═══ Passage provided
Hi and welcome back to Our Hobbies, Our Shelves, the new A+ series featuring tours of our home libraries.
Riese and Carmen provided very cool spreadsheets for their respective book tours, but I’m not going to do that! Sorry! But listen, I’m actually working on a very cool top secret (for now) project that involves spreadsheets and books, and whew, if I have to make another books spreadsheets, I might die???? I also already did a deep-dive on my home’s bookshelves earlier this year for Meg’s excellent Spaces & Places series. In case you missed that essay, the gist is: Dating a librarian rules and also the best system for organizing books is whatever the fuck makes the most sense to YOU.
Now, since I already did that first look at my bookshelves, let’s zoom in a little more, shall we? Given that I am a dyke writer in a relationship with another dyke writer, our home has…a lot of books. And more specifically, a lot of dykey books. For Our Hobbies, Our Shelves, I’ve gone on a quest to determine the top 8 dykiest things on our household’s bookshelves—some books, some not!
══════
═══ Stored rows
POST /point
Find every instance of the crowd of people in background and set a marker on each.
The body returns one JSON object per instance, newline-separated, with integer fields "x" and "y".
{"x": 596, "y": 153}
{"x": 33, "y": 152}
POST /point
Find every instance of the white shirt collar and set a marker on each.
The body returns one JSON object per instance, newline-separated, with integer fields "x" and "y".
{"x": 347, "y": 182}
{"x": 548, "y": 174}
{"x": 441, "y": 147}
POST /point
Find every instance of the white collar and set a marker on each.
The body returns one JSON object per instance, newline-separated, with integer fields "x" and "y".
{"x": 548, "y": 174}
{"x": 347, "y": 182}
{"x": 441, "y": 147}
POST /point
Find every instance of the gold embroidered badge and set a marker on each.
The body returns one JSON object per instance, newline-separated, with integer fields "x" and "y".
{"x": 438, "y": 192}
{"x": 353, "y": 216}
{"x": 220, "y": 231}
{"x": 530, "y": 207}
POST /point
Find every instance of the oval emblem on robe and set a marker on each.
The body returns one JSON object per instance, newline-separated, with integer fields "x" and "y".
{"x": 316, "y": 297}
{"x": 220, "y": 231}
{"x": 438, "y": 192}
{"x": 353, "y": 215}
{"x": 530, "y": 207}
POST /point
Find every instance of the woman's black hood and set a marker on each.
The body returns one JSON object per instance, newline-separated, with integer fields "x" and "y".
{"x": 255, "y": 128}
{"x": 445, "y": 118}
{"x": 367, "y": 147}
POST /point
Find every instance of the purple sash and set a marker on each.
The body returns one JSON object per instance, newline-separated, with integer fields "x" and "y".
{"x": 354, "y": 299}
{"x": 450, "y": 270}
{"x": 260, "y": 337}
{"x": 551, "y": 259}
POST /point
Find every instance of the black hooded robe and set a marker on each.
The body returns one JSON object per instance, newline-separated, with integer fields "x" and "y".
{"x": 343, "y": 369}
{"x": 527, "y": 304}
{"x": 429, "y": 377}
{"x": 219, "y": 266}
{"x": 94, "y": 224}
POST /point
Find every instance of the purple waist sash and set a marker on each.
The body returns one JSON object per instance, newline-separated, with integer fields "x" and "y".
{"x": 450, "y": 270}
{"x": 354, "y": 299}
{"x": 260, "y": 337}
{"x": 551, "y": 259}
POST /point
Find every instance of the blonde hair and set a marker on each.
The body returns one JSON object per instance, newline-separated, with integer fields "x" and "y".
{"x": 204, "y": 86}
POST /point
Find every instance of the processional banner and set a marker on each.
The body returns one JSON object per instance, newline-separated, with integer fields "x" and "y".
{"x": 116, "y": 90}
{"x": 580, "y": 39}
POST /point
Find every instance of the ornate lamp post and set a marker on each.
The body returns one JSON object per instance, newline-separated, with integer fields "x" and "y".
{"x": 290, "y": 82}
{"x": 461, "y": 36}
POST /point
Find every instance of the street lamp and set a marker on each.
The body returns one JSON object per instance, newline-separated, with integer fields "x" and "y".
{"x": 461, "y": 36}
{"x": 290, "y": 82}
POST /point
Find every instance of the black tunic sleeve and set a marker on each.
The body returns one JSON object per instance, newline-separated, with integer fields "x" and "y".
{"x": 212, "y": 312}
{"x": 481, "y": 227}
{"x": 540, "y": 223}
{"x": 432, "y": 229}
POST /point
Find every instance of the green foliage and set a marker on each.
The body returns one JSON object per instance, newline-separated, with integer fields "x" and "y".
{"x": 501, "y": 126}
══════
Exercise prompt
Revise the home-library post starting at "Riese and Carmen" and ending at "sense to YOU.", with "spreadsheets" changed to "slideshows".

Exercise response
Riese and Carmen provided very cool slideshows for their respective book tours, but I’m not going to do that! Sorry! But listen, I’m actually working on a very cool top secret (for now) project that involves slideshows and books, and whew, if I have to make another books slideshows, I might die???? I also already did a deep-dive on my home’s bookshelves earlier this year for Meg’s excellent Spaces & Places series. In case you missed that essay, the gist is: Dating a librarian rules and also the best system for organizing books is whatever the fuck makes the most sense to YOU.